> SUPPLIED TEXT

Daniel Anthony Binchy (1899-1989) was a scholar of Irish linguistics and early Irish law.

He was educated at Clongowes Wood College (1910–16), University College Dublin (UCD) and the King's Inns (1917–20) after which he was called to the bar. He also studied at the Ludwig-Maximilians-Universität München, the Friedrich Wilhelm University of Berlin, and the University of Paris. From 1919 to 1920, he was Auditor of the Literary and Historical Society of UCD.

He served the Department of Foreign Affairs in Berlin as Ireland's first ambassador to Germany, then ruled by the Weimar Republic, from 1929 to 1932. While there he received instruction in Old Irish from pioneering Swiss Celticist Rudolf Thurneysen. This allowed Binchy to read original manuscripts and begin his study of early Irish law, focusing on the data it provides for the reconstruction of Celtic and Proto-Indo-European legal traditions. His contributions are also lasting on account of his production of numerous translations and editions of legal texts.

From 1949, he worked as a senior professor of Celtic studies at the Dublin Institute for Advanced Studies. His activities are affectionately satirized in Brian O'Nolan's poem Binchy and Bergin and Best, originally printed in the Cruiskeen Lawn column in the Irish Times and now included in The Best of Myles. He was a close friend of Frank O'Connor.

His final major work, the six-volume Corpus Iuris Hibernici, collected almost all texts in the native Irish legal tradition and thus offers later scholars a firm ground to stand upon.

Binchy was elected a Foreign Honorary Member of the American Academy of Arts and Sciences in 1962. He was the uncle of the author Maeve Binchy and of the academic William Binchy.

> MATERIAL PROVIDED
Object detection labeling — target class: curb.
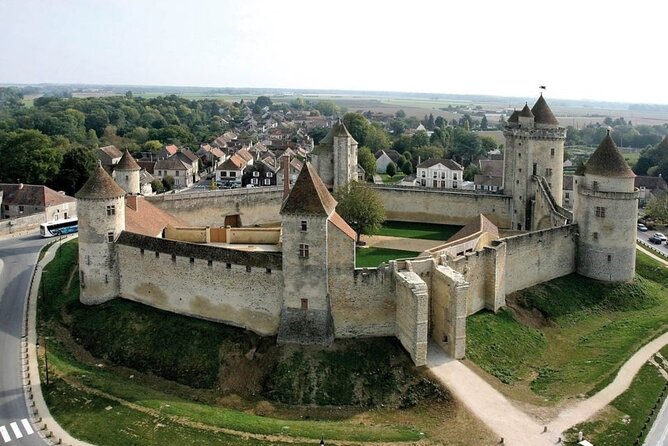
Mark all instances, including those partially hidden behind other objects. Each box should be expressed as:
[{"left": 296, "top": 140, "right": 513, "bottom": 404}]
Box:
[{"left": 21, "top": 235, "right": 93, "bottom": 446}]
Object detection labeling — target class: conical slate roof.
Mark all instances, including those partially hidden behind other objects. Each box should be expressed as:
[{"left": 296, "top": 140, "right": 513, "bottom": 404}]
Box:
[
  {"left": 520, "top": 103, "right": 533, "bottom": 118},
  {"left": 531, "top": 93, "right": 559, "bottom": 125},
  {"left": 508, "top": 110, "right": 520, "bottom": 122},
  {"left": 585, "top": 130, "right": 636, "bottom": 178},
  {"left": 281, "top": 163, "right": 336, "bottom": 217},
  {"left": 319, "top": 118, "right": 357, "bottom": 145},
  {"left": 75, "top": 163, "right": 125, "bottom": 200},
  {"left": 115, "top": 150, "right": 141, "bottom": 170}
]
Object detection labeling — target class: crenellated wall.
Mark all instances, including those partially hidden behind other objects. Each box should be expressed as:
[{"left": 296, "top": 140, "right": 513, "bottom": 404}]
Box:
[
  {"left": 374, "top": 186, "right": 512, "bottom": 228},
  {"left": 145, "top": 187, "right": 283, "bottom": 227},
  {"left": 116, "top": 232, "right": 283, "bottom": 335}
]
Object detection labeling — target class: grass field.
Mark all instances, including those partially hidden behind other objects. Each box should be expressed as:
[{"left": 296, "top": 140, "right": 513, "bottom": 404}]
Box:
[
  {"left": 355, "top": 248, "right": 420, "bottom": 268},
  {"left": 38, "top": 241, "right": 490, "bottom": 446},
  {"left": 374, "top": 221, "right": 462, "bottom": 241},
  {"left": 467, "top": 253, "right": 668, "bottom": 404},
  {"left": 567, "top": 346, "right": 668, "bottom": 446}
]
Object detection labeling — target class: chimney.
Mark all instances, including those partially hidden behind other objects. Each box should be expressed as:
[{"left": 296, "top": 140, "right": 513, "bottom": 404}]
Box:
[
  {"left": 283, "top": 155, "right": 290, "bottom": 200},
  {"left": 126, "top": 194, "right": 139, "bottom": 211}
]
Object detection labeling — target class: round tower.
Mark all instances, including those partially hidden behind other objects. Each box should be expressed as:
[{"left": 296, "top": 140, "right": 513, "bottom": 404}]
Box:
[
  {"left": 573, "top": 131, "right": 639, "bottom": 282},
  {"left": 113, "top": 150, "right": 141, "bottom": 195},
  {"left": 503, "top": 94, "right": 566, "bottom": 230},
  {"left": 76, "top": 163, "right": 125, "bottom": 305}
]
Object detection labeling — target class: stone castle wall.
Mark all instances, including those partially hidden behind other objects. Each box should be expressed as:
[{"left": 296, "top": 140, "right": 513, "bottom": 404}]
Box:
[
  {"left": 145, "top": 187, "right": 283, "bottom": 227},
  {"left": 500, "top": 224, "right": 577, "bottom": 294},
  {"left": 116, "top": 232, "right": 283, "bottom": 335},
  {"left": 374, "top": 186, "right": 512, "bottom": 228}
]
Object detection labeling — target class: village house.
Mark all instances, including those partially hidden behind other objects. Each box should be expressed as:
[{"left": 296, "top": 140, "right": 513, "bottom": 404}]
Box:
[
  {"left": 0, "top": 183, "right": 77, "bottom": 221},
  {"left": 374, "top": 149, "right": 401, "bottom": 173},
  {"left": 416, "top": 158, "right": 464, "bottom": 189}
]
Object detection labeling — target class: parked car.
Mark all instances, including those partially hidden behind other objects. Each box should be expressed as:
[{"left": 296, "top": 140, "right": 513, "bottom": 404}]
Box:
[{"left": 649, "top": 232, "right": 666, "bottom": 245}]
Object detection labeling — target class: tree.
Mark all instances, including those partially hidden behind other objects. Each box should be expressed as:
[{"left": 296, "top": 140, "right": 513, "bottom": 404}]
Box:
[
  {"left": 645, "top": 192, "right": 668, "bottom": 223},
  {"left": 162, "top": 175, "right": 174, "bottom": 190},
  {"left": 357, "top": 147, "right": 376, "bottom": 179},
  {"left": 313, "top": 100, "right": 336, "bottom": 116},
  {"left": 255, "top": 96, "right": 272, "bottom": 108},
  {"left": 401, "top": 161, "right": 413, "bottom": 176},
  {"left": 335, "top": 181, "right": 385, "bottom": 244},
  {"left": 385, "top": 161, "right": 397, "bottom": 178},
  {"left": 343, "top": 113, "right": 371, "bottom": 146},
  {"left": 52, "top": 146, "right": 97, "bottom": 195}
]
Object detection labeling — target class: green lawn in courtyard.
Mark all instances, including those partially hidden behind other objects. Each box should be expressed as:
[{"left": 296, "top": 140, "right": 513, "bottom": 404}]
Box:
[
  {"left": 374, "top": 221, "right": 462, "bottom": 241},
  {"left": 355, "top": 248, "right": 420, "bottom": 268}
]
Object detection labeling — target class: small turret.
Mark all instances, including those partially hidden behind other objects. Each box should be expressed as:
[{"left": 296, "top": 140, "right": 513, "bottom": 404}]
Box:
[
  {"left": 76, "top": 163, "right": 125, "bottom": 304},
  {"left": 573, "top": 131, "right": 639, "bottom": 282},
  {"left": 113, "top": 150, "right": 141, "bottom": 195}
]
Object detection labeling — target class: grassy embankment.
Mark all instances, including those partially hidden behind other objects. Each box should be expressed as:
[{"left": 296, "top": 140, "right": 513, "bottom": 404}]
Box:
[
  {"left": 39, "top": 242, "right": 496, "bottom": 445},
  {"left": 467, "top": 253, "right": 668, "bottom": 404},
  {"left": 567, "top": 346, "right": 668, "bottom": 446}
]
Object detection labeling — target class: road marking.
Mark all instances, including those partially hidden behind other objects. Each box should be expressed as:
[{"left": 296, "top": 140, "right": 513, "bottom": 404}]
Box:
[
  {"left": 0, "top": 426, "right": 12, "bottom": 443},
  {"left": 21, "top": 418, "right": 35, "bottom": 435},
  {"left": 9, "top": 422, "right": 23, "bottom": 440}
]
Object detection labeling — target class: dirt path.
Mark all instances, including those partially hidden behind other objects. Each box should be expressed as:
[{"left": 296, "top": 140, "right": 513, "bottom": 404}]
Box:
[
  {"left": 427, "top": 344, "right": 559, "bottom": 446},
  {"left": 362, "top": 235, "right": 445, "bottom": 252},
  {"left": 548, "top": 333, "right": 668, "bottom": 432}
]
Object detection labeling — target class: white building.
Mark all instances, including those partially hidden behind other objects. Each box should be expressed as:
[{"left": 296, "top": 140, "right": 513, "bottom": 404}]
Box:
[{"left": 416, "top": 158, "right": 464, "bottom": 189}]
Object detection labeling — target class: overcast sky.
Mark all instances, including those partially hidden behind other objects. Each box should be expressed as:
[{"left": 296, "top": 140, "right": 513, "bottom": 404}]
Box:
[{"left": 0, "top": 0, "right": 668, "bottom": 103}]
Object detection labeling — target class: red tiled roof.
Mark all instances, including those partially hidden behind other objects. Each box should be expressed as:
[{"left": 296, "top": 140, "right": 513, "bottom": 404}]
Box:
[
  {"left": 125, "top": 197, "right": 187, "bottom": 237},
  {"left": 329, "top": 211, "right": 357, "bottom": 240}
]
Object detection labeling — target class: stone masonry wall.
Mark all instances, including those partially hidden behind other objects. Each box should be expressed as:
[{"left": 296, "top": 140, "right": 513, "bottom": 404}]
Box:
[
  {"left": 146, "top": 187, "right": 283, "bottom": 227},
  {"left": 504, "top": 224, "right": 577, "bottom": 294},
  {"left": 374, "top": 187, "right": 512, "bottom": 228},
  {"left": 116, "top": 232, "right": 283, "bottom": 335}
]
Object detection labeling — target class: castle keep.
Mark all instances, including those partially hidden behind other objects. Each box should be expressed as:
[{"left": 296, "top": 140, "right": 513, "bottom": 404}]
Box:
[{"left": 77, "top": 96, "right": 638, "bottom": 365}]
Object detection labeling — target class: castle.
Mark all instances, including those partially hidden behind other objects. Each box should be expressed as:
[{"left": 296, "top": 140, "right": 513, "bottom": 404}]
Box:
[{"left": 76, "top": 95, "right": 638, "bottom": 365}]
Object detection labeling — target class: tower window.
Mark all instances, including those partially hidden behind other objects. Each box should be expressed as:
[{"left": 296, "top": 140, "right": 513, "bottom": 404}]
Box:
[{"left": 299, "top": 243, "right": 308, "bottom": 259}]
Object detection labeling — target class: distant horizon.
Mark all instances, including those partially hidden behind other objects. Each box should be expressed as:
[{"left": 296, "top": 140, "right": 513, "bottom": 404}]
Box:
[
  {"left": 0, "top": 0, "right": 668, "bottom": 104},
  {"left": 0, "top": 82, "right": 668, "bottom": 105}
]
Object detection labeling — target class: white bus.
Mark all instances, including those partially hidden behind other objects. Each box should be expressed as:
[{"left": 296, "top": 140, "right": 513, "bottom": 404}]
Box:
[{"left": 39, "top": 218, "right": 79, "bottom": 237}]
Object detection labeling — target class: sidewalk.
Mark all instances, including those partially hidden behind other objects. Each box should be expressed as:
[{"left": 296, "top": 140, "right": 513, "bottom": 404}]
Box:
[{"left": 21, "top": 235, "right": 93, "bottom": 446}]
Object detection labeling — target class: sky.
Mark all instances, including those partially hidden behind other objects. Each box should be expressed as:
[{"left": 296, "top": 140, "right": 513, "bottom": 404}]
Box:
[{"left": 0, "top": 0, "right": 668, "bottom": 104}]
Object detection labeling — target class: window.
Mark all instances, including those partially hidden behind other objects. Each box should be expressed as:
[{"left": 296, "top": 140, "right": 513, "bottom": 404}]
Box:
[{"left": 299, "top": 243, "right": 308, "bottom": 259}]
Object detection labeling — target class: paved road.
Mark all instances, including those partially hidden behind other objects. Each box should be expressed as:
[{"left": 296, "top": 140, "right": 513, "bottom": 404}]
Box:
[
  {"left": 638, "top": 230, "right": 668, "bottom": 256},
  {"left": 0, "top": 235, "right": 47, "bottom": 446}
]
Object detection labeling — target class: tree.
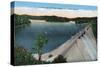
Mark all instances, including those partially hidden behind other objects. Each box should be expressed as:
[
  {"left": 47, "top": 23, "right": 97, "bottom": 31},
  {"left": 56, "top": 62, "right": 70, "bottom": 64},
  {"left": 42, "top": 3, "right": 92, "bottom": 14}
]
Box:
[{"left": 32, "top": 34, "right": 48, "bottom": 61}]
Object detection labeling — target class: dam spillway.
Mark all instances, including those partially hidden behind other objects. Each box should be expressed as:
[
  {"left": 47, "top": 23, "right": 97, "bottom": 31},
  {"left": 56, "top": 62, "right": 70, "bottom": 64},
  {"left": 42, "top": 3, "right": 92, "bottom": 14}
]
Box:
[{"left": 33, "top": 26, "right": 97, "bottom": 62}]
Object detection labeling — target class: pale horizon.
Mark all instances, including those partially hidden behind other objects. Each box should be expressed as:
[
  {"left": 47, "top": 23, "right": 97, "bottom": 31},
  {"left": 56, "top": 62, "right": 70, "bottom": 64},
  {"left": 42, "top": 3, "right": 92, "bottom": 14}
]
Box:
[{"left": 11, "top": 7, "right": 97, "bottom": 18}]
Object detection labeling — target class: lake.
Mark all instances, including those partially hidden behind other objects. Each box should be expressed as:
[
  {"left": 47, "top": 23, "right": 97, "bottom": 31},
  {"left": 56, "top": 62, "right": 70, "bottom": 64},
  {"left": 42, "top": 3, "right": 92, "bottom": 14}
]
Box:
[{"left": 15, "top": 22, "right": 85, "bottom": 53}]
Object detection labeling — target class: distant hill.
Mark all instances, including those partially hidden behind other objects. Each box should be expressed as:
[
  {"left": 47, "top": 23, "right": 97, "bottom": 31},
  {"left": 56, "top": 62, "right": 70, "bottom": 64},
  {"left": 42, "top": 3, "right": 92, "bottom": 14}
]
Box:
[{"left": 11, "top": 14, "right": 97, "bottom": 23}]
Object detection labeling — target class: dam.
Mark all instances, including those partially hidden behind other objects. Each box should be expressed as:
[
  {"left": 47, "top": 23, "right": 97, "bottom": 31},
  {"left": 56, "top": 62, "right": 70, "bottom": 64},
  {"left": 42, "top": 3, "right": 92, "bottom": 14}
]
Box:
[{"left": 32, "top": 25, "right": 97, "bottom": 62}]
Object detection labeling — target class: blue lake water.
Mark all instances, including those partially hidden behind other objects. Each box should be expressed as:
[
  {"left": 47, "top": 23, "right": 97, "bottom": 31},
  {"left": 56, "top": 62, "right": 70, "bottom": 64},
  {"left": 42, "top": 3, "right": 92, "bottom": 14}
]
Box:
[{"left": 15, "top": 22, "right": 85, "bottom": 53}]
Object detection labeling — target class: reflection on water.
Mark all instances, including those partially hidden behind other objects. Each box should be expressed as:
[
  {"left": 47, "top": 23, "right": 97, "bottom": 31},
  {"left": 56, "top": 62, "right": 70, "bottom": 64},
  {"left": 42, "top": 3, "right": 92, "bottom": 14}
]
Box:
[{"left": 15, "top": 22, "right": 84, "bottom": 52}]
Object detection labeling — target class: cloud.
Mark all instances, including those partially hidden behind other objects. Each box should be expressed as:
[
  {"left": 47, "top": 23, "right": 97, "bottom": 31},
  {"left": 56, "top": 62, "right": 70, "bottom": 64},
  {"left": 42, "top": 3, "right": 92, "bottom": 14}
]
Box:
[{"left": 14, "top": 7, "right": 97, "bottom": 18}]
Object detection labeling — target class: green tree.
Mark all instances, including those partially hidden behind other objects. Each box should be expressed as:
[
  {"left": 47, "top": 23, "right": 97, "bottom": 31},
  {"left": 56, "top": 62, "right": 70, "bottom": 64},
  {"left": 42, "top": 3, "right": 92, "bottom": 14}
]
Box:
[{"left": 32, "top": 34, "right": 48, "bottom": 61}]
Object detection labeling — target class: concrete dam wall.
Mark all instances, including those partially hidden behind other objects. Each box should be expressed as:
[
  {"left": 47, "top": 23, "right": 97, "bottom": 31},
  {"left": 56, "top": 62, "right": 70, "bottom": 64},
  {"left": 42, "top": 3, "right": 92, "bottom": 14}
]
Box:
[{"left": 33, "top": 26, "right": 97, "bottom": 62}]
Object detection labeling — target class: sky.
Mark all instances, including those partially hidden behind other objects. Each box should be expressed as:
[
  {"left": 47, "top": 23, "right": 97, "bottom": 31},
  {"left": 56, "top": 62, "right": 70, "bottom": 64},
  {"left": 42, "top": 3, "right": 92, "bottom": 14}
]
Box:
[{"left": 11, "top": 1, "right": 97, "bottom": 18}]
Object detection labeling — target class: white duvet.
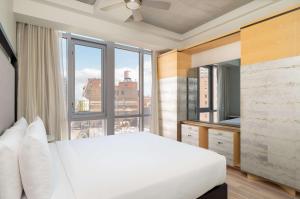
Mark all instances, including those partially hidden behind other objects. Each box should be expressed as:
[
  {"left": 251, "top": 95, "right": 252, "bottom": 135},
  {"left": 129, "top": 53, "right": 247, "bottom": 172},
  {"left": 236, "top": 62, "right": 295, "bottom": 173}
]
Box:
[{"left": 50, "top": 133, "right": 226, "bottom": 199}]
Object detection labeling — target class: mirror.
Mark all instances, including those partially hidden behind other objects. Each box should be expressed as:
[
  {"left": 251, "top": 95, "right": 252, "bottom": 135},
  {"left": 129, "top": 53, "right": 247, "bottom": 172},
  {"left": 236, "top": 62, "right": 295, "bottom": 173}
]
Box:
[{"left": 187, "top": 59, "right": 240, "bottom": 125}]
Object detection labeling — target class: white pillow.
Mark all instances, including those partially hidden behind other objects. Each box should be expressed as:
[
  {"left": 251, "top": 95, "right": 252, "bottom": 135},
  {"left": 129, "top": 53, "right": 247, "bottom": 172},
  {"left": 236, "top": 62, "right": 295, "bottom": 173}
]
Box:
[
  {"left": 19, "top": 118, "right": 54, "bottom": 199},
  {"left": 0, "top": 118, "right": 28, "bottom": 199}
]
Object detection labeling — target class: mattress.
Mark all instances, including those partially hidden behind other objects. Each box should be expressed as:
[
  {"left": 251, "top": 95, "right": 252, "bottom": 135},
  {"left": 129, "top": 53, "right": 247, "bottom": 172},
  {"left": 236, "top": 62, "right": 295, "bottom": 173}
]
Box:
[{"left": 32, "top": 132, "right": 226, "bottom": 199}]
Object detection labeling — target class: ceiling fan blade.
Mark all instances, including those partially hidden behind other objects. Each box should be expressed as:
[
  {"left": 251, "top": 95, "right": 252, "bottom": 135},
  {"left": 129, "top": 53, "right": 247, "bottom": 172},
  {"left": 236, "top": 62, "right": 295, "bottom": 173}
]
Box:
[
  {"left": 125, "top": 15, "right": 133, "bottom": 23},
  {"left": 95, "top": 0, "right": 124, "bottom": 11},
  {"left": 132, "top": 9, "right": 144, "bottom": 22},
  {"left": 142, "top": 0, "right": 171, "bottom": 10}
]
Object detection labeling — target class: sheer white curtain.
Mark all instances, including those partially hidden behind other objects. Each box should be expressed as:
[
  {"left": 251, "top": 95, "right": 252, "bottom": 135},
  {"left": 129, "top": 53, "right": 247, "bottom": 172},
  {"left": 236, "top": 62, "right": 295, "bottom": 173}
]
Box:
[
  {"left": 17, "top": 23, "right": 68, "bottom": 140},
  {"left": 150, "top": 52, "right": 160, "bottom": 135}
]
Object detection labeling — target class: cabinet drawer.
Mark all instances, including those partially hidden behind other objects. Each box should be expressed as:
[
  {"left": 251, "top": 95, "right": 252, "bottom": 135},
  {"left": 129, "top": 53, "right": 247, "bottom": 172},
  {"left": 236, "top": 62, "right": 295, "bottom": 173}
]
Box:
[
  {"left": 208, "top": 129, "right": 234, "bottom": 166},
  {"left": 181, "top": 124, "right": 199, "bottom": 134},
  {"left": 181, "top": 125, "right": 199, "bottom": 146}
]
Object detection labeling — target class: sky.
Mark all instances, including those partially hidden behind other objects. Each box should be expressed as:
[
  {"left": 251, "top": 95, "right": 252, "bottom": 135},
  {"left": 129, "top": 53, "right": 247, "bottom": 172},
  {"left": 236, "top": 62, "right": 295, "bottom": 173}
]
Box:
[{"left": 62, "top": 40, "right": 151, "bottom": 101}]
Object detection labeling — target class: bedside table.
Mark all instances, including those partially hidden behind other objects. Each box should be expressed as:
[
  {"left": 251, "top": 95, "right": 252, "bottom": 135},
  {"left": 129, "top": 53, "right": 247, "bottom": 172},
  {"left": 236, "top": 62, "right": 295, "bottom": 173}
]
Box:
[{"left": 47, "top": 135, "right": 55, "bottom": 143}]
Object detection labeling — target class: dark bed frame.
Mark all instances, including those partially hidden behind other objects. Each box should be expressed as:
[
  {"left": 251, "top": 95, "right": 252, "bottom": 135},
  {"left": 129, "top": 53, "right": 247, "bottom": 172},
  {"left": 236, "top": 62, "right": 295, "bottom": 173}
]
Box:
[
  {"left": 0, "top": 23, "right": 227, "bottom": 199},
  {"left": 197, "top": 183, "right": 228, "bottom": 199}
]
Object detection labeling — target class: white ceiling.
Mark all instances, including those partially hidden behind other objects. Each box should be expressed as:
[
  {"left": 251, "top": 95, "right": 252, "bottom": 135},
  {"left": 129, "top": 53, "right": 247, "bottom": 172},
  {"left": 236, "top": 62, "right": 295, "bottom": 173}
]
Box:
[
  {"left": 13, "top": 0, "right": 300, "bottom": 50},
  {"left": 141, "top": 0, "right": 252, "bottom": 34}
]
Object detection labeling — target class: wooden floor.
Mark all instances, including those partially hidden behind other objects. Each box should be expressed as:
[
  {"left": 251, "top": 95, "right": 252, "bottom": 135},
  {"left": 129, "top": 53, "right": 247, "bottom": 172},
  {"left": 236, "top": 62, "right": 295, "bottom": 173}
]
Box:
[{"left": 226, "top": 168, "right": 300, "bottom": 199}]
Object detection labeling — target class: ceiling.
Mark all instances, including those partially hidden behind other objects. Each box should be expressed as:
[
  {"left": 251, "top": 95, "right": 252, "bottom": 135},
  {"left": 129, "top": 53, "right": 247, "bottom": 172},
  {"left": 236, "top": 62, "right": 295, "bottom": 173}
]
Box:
[
  {"left": 77, "top": 0, "right": 253, "bottom": 34},
  {"left": 141, "top": 0, "right": 251, "bottom": 34},
  {"left": 13, "top": 0, "right": 300, "bottom": 50}
]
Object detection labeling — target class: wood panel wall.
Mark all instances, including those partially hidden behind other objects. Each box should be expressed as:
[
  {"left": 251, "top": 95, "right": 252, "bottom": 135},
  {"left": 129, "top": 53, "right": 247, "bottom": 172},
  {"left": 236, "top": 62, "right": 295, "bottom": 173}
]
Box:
[
  {"left": 158, "top": 50, "right": 191, "bottom": 140},
  {"left": 158, "top": 51, "right": 192, "bottom": 79},
  {"left": 241, "top": 9, "right": 300, "bottom": 190},
  {"left": 241, "top": 10, "right": 300, "bottom": 65}
]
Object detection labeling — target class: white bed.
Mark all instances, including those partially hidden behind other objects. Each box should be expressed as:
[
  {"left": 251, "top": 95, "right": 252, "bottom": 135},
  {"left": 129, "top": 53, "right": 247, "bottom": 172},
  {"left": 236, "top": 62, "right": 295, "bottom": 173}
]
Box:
[{"left": 32, "top": 133, "right": 226, "bottom": 199}]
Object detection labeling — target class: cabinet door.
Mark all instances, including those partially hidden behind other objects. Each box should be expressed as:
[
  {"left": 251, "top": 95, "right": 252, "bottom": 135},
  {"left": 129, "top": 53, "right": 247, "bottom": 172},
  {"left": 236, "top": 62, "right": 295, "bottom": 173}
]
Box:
[
  {"left": 208, "top": 129, "right": 234, "bottom": 166},
  {"left": 181, "top": 124, "right": 199, "bottom": 146}
]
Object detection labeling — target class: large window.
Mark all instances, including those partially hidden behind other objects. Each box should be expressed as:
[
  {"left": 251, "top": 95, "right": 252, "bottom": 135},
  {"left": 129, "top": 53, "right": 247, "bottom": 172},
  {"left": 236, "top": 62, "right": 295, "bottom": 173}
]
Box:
[
  {"left": 61, "top": 33, "right": 152, "bottom": 139},
  {"left": 115, "top": 46, "right": 152, "bottom": 133}
]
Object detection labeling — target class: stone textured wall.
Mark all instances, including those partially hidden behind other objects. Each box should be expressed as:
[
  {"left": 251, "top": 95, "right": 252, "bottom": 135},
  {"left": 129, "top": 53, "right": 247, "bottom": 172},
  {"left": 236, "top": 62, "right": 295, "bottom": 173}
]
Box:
[
  {"left": 241, "top": 56, "right": 300, "bottom": 190},
  {"left": 159, "top": 77, "right": 187, "bottom": 140}
]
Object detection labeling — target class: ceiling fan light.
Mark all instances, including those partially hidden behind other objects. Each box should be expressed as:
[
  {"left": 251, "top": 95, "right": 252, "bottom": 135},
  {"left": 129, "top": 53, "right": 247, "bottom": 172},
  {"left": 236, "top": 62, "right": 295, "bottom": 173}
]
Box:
[{"left": 126, "top": 0, "right": 141, "bottom": 10}]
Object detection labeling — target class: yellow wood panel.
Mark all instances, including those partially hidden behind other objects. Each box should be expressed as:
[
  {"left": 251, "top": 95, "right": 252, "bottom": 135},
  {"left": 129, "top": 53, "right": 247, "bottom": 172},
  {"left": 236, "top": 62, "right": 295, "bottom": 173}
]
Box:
[
  {"left": 177, "top": 52, "right": 192, "bottom": 77},
  {"left": 157, "top": 51, "right": 177, "bottom": 79},
  {"left": 199, "top": 126, "right": 208, "bottom": 149},
  {"left": 182, "top": 32, "right": 240, "bottom": 54},
  {"left": 241, "top": 10, "right": 300, "bottom": 65},
  {"left": 158, "top": 51, "right": 192, "bottom": 79}
]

> EXERCISE
Answer these questions from the Binchy biography:
1. Who taught Binchy Old Irish while he was in Berlin?
2. From what year did he work as a senior professor of Celtic studies at the Dublin Institute for Advanced Studies?
3. How many volumes make up the Corpus Iuris Hibernici?

> TASK SOLUTION
1. Rudolf Thurneysen
2. 1949
3. Six